▶ [Instructions to follow]: Make an exact copy of the records below. Include every line.

--- START ---

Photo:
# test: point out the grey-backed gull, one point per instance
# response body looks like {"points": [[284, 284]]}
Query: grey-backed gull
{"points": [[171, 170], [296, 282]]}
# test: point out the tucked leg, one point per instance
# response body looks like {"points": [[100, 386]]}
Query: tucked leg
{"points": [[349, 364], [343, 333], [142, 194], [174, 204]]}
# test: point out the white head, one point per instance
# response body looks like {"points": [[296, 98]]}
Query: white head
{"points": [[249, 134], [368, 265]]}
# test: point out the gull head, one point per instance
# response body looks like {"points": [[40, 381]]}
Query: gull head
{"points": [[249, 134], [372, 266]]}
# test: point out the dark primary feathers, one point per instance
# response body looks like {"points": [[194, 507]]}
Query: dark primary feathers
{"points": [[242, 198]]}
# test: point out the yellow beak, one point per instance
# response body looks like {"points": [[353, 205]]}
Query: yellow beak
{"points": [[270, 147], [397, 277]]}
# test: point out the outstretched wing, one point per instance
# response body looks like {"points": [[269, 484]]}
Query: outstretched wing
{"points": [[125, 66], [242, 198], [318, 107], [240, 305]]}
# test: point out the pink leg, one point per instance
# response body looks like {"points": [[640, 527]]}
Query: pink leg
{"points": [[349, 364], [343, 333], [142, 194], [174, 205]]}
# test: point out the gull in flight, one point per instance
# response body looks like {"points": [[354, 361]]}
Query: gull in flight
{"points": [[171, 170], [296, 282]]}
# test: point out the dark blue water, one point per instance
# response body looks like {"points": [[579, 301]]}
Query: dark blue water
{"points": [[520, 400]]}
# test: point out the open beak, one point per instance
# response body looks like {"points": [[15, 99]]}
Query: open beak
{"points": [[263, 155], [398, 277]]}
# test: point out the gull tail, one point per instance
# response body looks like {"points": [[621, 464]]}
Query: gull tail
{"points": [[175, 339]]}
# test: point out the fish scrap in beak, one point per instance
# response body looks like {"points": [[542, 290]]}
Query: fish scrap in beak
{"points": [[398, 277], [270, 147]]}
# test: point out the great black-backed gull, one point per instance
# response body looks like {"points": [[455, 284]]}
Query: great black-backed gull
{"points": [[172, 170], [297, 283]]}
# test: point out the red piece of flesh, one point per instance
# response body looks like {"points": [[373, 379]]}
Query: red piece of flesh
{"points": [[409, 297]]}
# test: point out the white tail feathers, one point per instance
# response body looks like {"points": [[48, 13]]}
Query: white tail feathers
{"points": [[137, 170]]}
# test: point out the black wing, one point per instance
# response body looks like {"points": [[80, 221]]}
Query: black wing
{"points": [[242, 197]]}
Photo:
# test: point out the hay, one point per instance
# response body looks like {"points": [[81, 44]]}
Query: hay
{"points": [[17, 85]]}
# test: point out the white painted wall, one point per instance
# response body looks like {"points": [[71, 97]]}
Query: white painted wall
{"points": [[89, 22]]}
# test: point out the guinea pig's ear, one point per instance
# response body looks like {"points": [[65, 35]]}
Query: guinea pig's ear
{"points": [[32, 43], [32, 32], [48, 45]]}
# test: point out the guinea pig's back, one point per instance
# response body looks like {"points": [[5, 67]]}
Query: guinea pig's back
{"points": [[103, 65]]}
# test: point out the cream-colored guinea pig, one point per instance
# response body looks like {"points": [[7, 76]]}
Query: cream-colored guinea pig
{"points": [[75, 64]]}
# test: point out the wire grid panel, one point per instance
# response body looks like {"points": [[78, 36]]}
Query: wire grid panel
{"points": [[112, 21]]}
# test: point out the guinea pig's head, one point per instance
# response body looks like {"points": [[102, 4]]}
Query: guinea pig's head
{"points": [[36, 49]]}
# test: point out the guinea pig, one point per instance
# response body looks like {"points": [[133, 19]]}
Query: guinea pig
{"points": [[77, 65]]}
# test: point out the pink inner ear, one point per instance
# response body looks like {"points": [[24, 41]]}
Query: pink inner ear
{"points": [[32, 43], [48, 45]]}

--- END ---

▶ [Solved problem]:
Photo:
# test: point out the grey-backed gull, one point per instance
# response body looks like {"points": [[284, 284]]}
Query: grey-backed gull
{"points": [[171, 170], [296, 282]]}
# test: point out the tucked leg, one point per instance
# response body looks like {"points": [[100, 386]]}
Query: tucked leg
{"points": [[349, 364], [343, 333], [142, 194], [174, 204]]}
# test: point out the white head, one point per instance
# response body looks like {"points": [[296, 98]]}
Query: white head
{"points": [[249, 134], [368, 265]]}
# test: point out the gull head, one point per instance
# response body looks like {"points": [[40, 381]]}
Query: gull head
{"points": [[249, 134], [372, 266]]}
# test: point out the dark primary feathers, one point per instance
# response body looks like {"points": [[194, 507]]}
Query: dark primary feathers
{"points": [[242, 198]]}
# test: point out the yellow beak, one point per instance
# response body looks like {"points": [[353, 205]]}
Query: yellow beak
{"points": [[270, 147], [397, 277]]}
# test: point out the outstretched wing, one point per instance
# response body looks like {"points": [[269, 484]]}
Query: outstretched wing
{"points": [[125, 66], [242, 198], [318, 107], [240, 305]]}
# test: point out the pink leg, one point per instance
# response body looks like {"points": [[640, 527]]}
Query: pink leg
{"points": [[349, 364], [343, 333], [142, 194], [174, 205]]}
# test: point out the gull in flight, one point per instance
# response body looks like {"points": [[354, 361]]}
Query: gull in flight
{"points": [[171, 170], [296, 282]]}
# test: point out the dark blue water, one point per instance
# response body looks like {"points": [[579, 301]]}
Query: dark blue water
{"points": [[520, 400]]}
# test: point out the open beak, one point per instance
# response body looks like {"points": [[15, 99]]}
Query: open beak
{"points": [[263, 155], [398, 277]]}
# test: point out the gull tail, one point per instance
# response body looks like {"points": [[621, 464]]}
Query: gull tail
{"points": [[175, 339]]}
# test: point out the fish scrap in beak, one point per instance
# response body looks like {"points": [[542, 290]]}
Query: fish scrap in beak
{"points": [[398, 277], [270, 147]]}
# test: point out the great black-backed gull, one point per instance
# response body looks like {"points": [[455, 284]]}
Query: great black-backed gull
{"points": [[172, 170], [297, 283]]}
# test: point out the red piece of flesh, one point per instance
# response body looks like {"points": [[373, 379]]}
Query: red piece of flesh
{"points": [[409, 297]]}
# test: point out the white tail feathers, one point per instance
# response body looks like {"points": [[48, 13]]}
Query: white tail feathers
{"points": [[137, 170]]}
# test: point out the black wing, one point per instance
# response body looks like {"points": [[80, 221]]}
Query: black wing
{"points": [[242, 197]]}
Photo:
# test: point out the hay, one point per instance
# response body looks like {"points": [[81, 44]]}
Query: hay
{"points": [[17, 85]]}
# test: point out the white painted wall, one point per instance
# response body looks like {"points": [[71, 97]]}
Query: white painted wall
{"points": [[89, 22]]}
# test: point out the guinea pig's ear, one point per instance
# response body looks like {"points": [[65, 35]]}
Query: guinea pig's ear
{"points": [[32, 43], [32, 32], [48, 45]]}
# test: point out the guinea pig's back, one point per instance
# response body looks like {"points": [[5, 67]]}
Query: guinea pig's back
{"points": [[103, 65]]}
# test: point out the cream-colored guinea pig, one point per instance
# response body looks like {"points": [[7, 76]]}
Query: cream-colored guinea pig
{"points": [[75, 64]]}
# test: point out the wire grid panel, one point per instance
# response body looks like {"points": [[78, 36]]}
Query: wire grid panel
{"points": [[112, 21]]}
# test: point out the guinea pig's head, one point per instance
# response body looks like {"points": [[102, 4]]}
Query: guinea pig's head
{"points": [[36, 49]]}
# test: point out the guinea pig, one point per instance
# response body looks like {"points": [[133, 19]]}
Query: guinea pig
{"points": [[77, 65]]}
# test: point out the pink inner ear, one point per instance
# response body looks like {"points": [[24, 41]]}
Query: pink inner ear
{"points": [[32, 43], [48, 45]]}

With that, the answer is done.